# Passage given
* Start *

Summary and Conceptual Framework

This study offers insight on how best to design educational environments to help non-Jewish students productively exchange with their Jewish peers, overcome anti-Semitic feelings, and potentially reduce harmful actions rooted in unappreciative attitudes toward Jews. To conceptually facilitate our analysis we used Astin’s (1993) input–environment–outcome model, which allowed us to understand the influence of students’ characteristics—inclusive of worldview identification—and campus environments and experiences on our outcome measure. Figure 1 provides a graphical representation of this model.

Methods

Data Source and Sample

The Campus Spiritual and Religious Climate Survey (CRSCS) provided the data for this study. Developed in 2009 and based on a theoretical framework that identifies four key dimensions of campus climate (see Hurtado et al., 1998), the CRSCS is a cross-sectional analysis of students’ perceptions related to different others, the nature of their informal and formal interactions with others, how they develop their worldview orientation, and the roles of structural diversity and historic practices of exclusivity and inclusivity in college. The survey was administered at 52 institutions over three years to 13,489 students (we controlled for year of administration in the models to account for any cohort effects).

* End *

# Information provided
* Start *

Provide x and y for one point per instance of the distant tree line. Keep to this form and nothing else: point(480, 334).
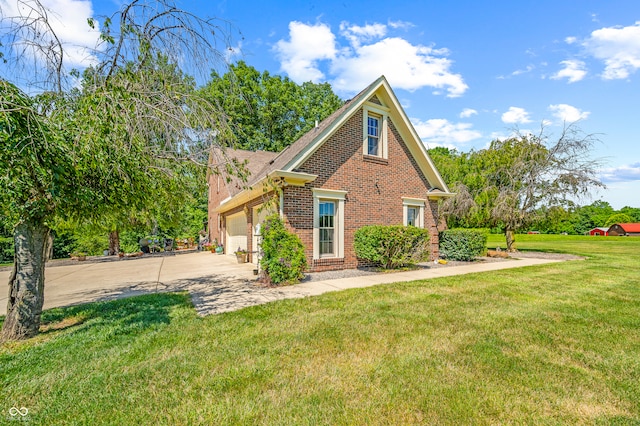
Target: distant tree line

* End *

# Tasks to carry out
1 – In the passage on the campus religious climate study, write out everything from "This study offers" down to "of this model." again, replacing "campus environments" with "college environments".
2 – Answer these questions using the passage on the campus religious climate study:
(a) Which conceptual model did the authors use to guide their analysis?
(b) In what year was the Campus Spiritual and Religious Climate Survey developed?
(c) At how many institutions was the survey administered?
3 – Extend the passage on the campus religious climate study, picking up after its final sentence.

# Answers to the exercises
1 –
This study offers insight on how best to design educational environments to help non-Jewish students productively exchange with their Jewish peers, overcome anti-Semitic feelings, and potentially reduce harmful actions rooted in unappreciative attitudes toward Jews. To conceptually facilitate our analysis we used Astin’s (1993) input–environment–outcome model, which allowed us to understand the influence of students’ characteristics—inclusive of worldview identification—and college environments and experiences on our outcome measure. Figure 1 provides a graphical representation of this model.

2 –
(a) Astin's (1993) input–environment–outcome model.
(b) 2009.
(c) 52 institutions.

3 –
Students were asked to identify their guiding life philosophy, characterized as their “worldview,” which included religious, spiritual, and nonspiritual perspectives. The majority of the sample held Christian perspectives: Roman Catholic (23%), evangelical Christian (17%), and mainline Protestant (14%). A quarter of the sample identified as atheist (9%), agnostic (10%), or nonreligious/none (6%). The remaining students identified with other worldviews, including Eastern Orthodox (2%), Muslim (1%), Buddhist (1%), Unitarian Universalist (1%), secular humanist (1%), and Church of Latter-Day Saints / Mormon (1%) or another worldview (8%). To ensure adequate statistical power, worldview groups were only disaggregated if the number of student respondents was at least 100 for that particular group; thus, the remaining 8% of students identifying as another worldview comprised some distinct groups (e.g., Hindu) that had fewer than 100 respondents as well as students who identified as another worldview. The analytic sample intentionally excluded Jewish students so as to examine non-Jewish students’ viewpoints.

The sample was predominantly female (66%) and White (77%). In terms of race/ethnicity, the remaining students identified as multiracial (8%), Asian / Asian American (6%), African American (4%), Latino/a (4%), or another race/ethnicity (2%). Finally, the sample included students attending Protestant (37%), Catholic (21%), private nonsectarian (19%), and public institutions (24%).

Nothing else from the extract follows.